● RECORDED DATA:
────────────────────
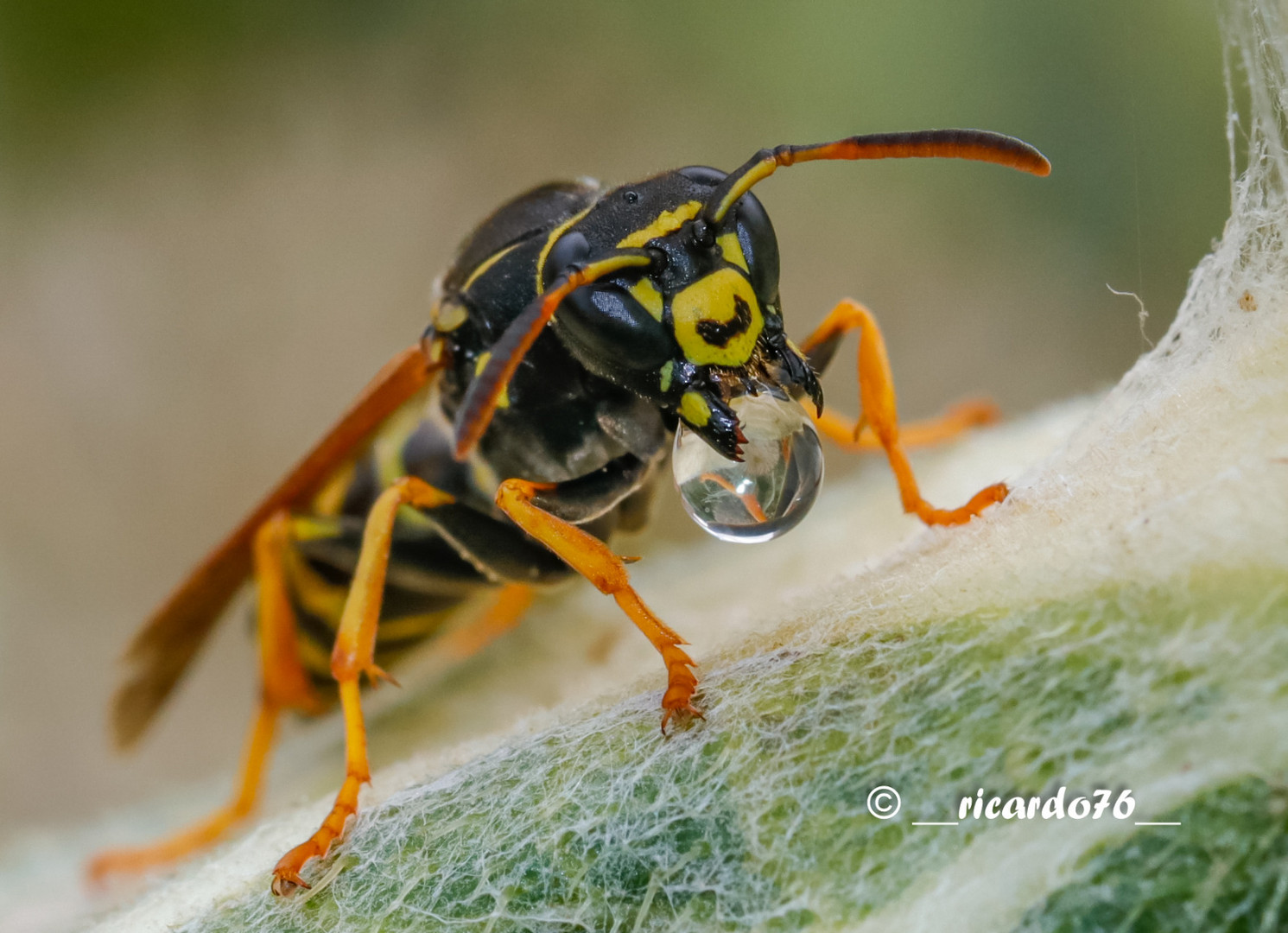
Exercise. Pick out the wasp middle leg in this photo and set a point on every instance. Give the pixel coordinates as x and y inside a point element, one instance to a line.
<point>522,502</point>
<point>880,416</point>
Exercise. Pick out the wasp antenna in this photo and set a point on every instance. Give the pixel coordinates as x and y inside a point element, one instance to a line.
<point>980,146</point>
<point>508,352</point>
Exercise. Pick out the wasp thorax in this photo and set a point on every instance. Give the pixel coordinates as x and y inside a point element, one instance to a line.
<point>771,490</point>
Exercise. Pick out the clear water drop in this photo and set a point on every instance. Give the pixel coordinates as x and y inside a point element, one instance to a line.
<point>765,495</point>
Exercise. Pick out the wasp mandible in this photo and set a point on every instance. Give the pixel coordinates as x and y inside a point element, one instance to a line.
<point>581,337</point>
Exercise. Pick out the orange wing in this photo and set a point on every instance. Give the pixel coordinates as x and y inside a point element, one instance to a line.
<point>167,644</point>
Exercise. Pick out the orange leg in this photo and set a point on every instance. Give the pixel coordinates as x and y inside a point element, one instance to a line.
────────────────────
● TASK STATEMENT:
Where an entry contains an image, leave the image out; otherwise retype everything exactly.

● ANSWER FOR THE TASK:
Exercise. Pick out the wasp middle leg in this photo and set a point on every instance. Give the pixel coordinates as x and y inside a point element, one instance to a line.
<point>522,502</point>
<point>880,416</point>
Exercise. Pick out the wasp antenna in this photo and set a point on every instance. Give the pixel coordinates as x and y inside a point element, one instance to a line.
<point>980,146</point>
<point>508,352</point>
Exercise. Pick out the wasp thorax in this photo and set a point on every instance. Give the pixel coordinates as x and y inside a point element, one instance to a line.
<point>771,490</point>
Exercise. Pick out the clear water drop in this photo and set a point on every instance. Give the pixel coordinates as x and y inside a point element, one instance to a line.
<point>765,495</point>
Exercise. Pick out the wasp mandible in this photo and set a point on every instance. Give the pixel coordinates as x and y inside a point element, one instance to a line.
<point>581,337</point>
Exercise. Pick out the orange wing in this photo and set a point on every instance. Give the pixel coordinates as x and y inside a point element, one instance to a line.
<point>167,644</point>
Exercise. Pick out the orange leg in this photo and set a point on every instance. Give the pixel coordinates as x and y inside a point element, one instance to a line.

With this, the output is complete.